PROBLEM TO WORK ON: Copy the data. Keep every character as given.

(Stored data entries)
=====

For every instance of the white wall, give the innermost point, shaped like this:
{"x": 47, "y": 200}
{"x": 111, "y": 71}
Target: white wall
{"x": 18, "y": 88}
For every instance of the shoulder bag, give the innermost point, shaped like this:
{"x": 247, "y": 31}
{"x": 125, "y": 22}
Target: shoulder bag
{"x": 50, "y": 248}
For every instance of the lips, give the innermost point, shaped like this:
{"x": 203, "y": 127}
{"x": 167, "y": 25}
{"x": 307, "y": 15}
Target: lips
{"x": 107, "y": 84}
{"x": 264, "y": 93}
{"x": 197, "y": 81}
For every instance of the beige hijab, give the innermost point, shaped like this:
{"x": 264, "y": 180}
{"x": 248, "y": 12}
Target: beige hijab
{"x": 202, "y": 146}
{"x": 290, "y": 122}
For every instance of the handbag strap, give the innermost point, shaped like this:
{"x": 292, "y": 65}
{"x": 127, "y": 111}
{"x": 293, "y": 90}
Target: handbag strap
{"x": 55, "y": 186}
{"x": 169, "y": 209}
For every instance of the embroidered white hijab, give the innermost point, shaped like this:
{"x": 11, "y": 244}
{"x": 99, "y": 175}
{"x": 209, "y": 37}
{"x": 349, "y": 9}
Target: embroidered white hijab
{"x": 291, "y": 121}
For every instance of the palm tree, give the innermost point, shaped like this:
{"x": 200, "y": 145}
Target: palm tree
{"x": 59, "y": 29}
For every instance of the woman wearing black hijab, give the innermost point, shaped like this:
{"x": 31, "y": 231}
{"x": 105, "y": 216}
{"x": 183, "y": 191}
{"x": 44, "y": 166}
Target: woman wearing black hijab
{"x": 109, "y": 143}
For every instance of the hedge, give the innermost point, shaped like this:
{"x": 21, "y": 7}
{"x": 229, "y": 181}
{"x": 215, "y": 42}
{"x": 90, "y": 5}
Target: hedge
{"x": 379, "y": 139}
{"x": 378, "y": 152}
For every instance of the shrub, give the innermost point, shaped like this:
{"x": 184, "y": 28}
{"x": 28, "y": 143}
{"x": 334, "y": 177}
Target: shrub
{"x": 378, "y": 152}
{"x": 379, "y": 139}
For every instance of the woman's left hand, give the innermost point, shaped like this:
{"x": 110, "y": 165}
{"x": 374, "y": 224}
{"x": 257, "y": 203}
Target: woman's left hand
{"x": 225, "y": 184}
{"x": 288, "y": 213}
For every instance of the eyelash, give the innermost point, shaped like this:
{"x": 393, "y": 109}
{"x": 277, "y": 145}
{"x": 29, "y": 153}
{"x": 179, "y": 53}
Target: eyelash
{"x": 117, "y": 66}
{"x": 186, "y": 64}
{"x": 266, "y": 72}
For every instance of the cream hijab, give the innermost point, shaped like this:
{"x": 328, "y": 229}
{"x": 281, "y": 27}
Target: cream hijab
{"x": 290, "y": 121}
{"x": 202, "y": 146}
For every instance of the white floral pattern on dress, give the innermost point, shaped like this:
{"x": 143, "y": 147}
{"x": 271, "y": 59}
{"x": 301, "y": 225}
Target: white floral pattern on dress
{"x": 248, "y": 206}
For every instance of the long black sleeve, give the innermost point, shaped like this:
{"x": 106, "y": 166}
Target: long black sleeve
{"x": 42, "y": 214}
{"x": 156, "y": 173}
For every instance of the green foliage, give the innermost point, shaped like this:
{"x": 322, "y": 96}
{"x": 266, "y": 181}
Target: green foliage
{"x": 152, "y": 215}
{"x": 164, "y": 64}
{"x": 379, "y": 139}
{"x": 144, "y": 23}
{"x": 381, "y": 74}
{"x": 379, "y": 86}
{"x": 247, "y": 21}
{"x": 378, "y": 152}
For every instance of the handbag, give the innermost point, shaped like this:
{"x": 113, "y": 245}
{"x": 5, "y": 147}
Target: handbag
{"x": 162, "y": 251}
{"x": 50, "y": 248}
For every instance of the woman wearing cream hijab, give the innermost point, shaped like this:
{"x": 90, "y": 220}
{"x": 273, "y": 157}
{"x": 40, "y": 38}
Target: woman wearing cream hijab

=====

RESPONSE TO THIS TASK:
For every instance of the white wall, give the innermost point, shaped like this:
{"x": 47, "y": 200}
{"x": 111, "y": 71}
Target: white wall
{"x": 18, "y": 88}
For every instance of the shoulder bag, give the innermost point, shaped like this:
{"x": 247, "y": 31}
{"x": 125, "y": 22}
Target: shoulder bag
{"x": 50, "y": 248}
For every instance of the lips, give the innermost point, shaped like this:
{"x": 203, "y": 127}
{"x": 167, "y": 25}
{"x": 307, "y": 15}
Target: lips
{"x": 107, "y": 84}
{"x": 264, "y": 93}
{"x": 197, "y": 81}
For every instance of the beige hijab, give the innermost point, shaped like this:
{"x": 264, "y": 180}
{"x": 248, "y": 12}
Target: beige hijab
{"x": 202, "y": 146}
{"x": 290, "y": 122}
For every instance of the handbag strap, give the innermost point, shaped like this:
{"x": 292, "y": 65}
{"x": 127, "y": 111}
{"x": 293, "y": 90}
Target: handbag strap
{"x": 55, "y": 186}
{"x": 169, "y": 209}
For every instance of the embroidered white hijab, give the innermost point, shaped like this:
{"x": 11, "y": 244}
{"x": 99, "y": 175}
{"x": 209, "y": 37}
{"x": 349, "y": 9}
Target: embroidered white hijab
{"x": 291, "y": 121}
For every instance of the palm tree, give the innermost point, shaped like this:
{"x": 200, "y": 145}
Target: palm tree
{"x": 59, "y": 29}
For every instance of the woman wearing black hijab, give the innermost point, shaped like this:
{"x": 31, "y": 231}
{"x": 105, "y": 216}
{"x": 183, "y": 191}
{"x": 44, "y": 166}
Target: woman wearing black hijab
{"x": 109, "y": 143}
For every instance of the hedge, give the innermost point, shaped like this:
{"x": 21, "y": 7}
{"x": 229, "y": 181}
{"x": 215, "y": 42}
{"x": 90, "y": 5}
Target: hedge
{"x": 379, "y": 139}
{"x": 378, "y": 152}
For every instance of the shrub, give the innermost point, shaped like this:
{"x": 184, "y": 28}
{"x": 28, "y": 143}
{"x": 334, "y": 177}
Target: shrub
{"x": 378, "y": 152}
{"x": 379, "y": 139}
For every instance of the woman's left hand, give the innermost point, shaped like this:
{"x": 110, "y": 165}
{"x": 374, "y": 224}
{"x": 257, "y": 203}
Target: woman's left hand
{"x": 225, "y": 184}
{"x": 288, "y": 213}
For every instance of the eyelash, give the innermost point, shaped like this:
{"x": 393, "y": 109}
{"x": 277, "y": 145}
{"x": 29, "y": 153}
{"x": 179, "y": 53}
Target: eyelash
{"x": 117, "y": 66}
{"x": 186, "y": 64}
{"x": 266, "y": 72}
For every instance of the cream hijab, give the innermost point, shaped like this:
{"x": 328, "y": 229}
{"x": 281, "y": 27}
Target: cream hijab
{"x": 290, "y": 121}
{"x": 202, "y": 146}
For every instance of the white floral pattern on dress, give the innermost point, shaped like this:
{"x": 143, "y": 147}
{"x": 271, "y": 59}
{"x": 301, "y": 225}
Target: white floral pattern on dress
{"x": 248, "y": 206}
For every instance of the long black sleeve, give the innermost point, shaped like this:
{"x": 106, "y": 166}
Target: long black sleeve
{"x": 42, "y": 214}
{"x": 156, "y": 173}
For every instance of the green foliage, give the innermost point, shaped like this:
{"x": 322, "y": 96}
{"x": 266, "y": 181}
Target: green foliage
{"x": 152, "y": 215}
{"x": 164, "y": 64}
{"x": 379, "y": 139}
{"x": 144, "y": 23}
{"x": 381, "y": 74}
{"x": 379, "y": 86}
{"x": 247, "y": 21}
{"x": 378, "y": 152}
For every instance of the handbag, give the innermost point, shaped like this:
{"x": 113, "y": 245}
{"x": 5, "y": 147}
Target: handbag
{"x": 162, "y": 251}
{"x": 50, "y": 248}
For every instance of the woman wearing cream hijab, give the innermost point, shaped like this:
{"x": 90, "y": 220}
{"x": 273, "y": 157}
{"x": 40, "y": 38}
Target: woman wearing cream hijab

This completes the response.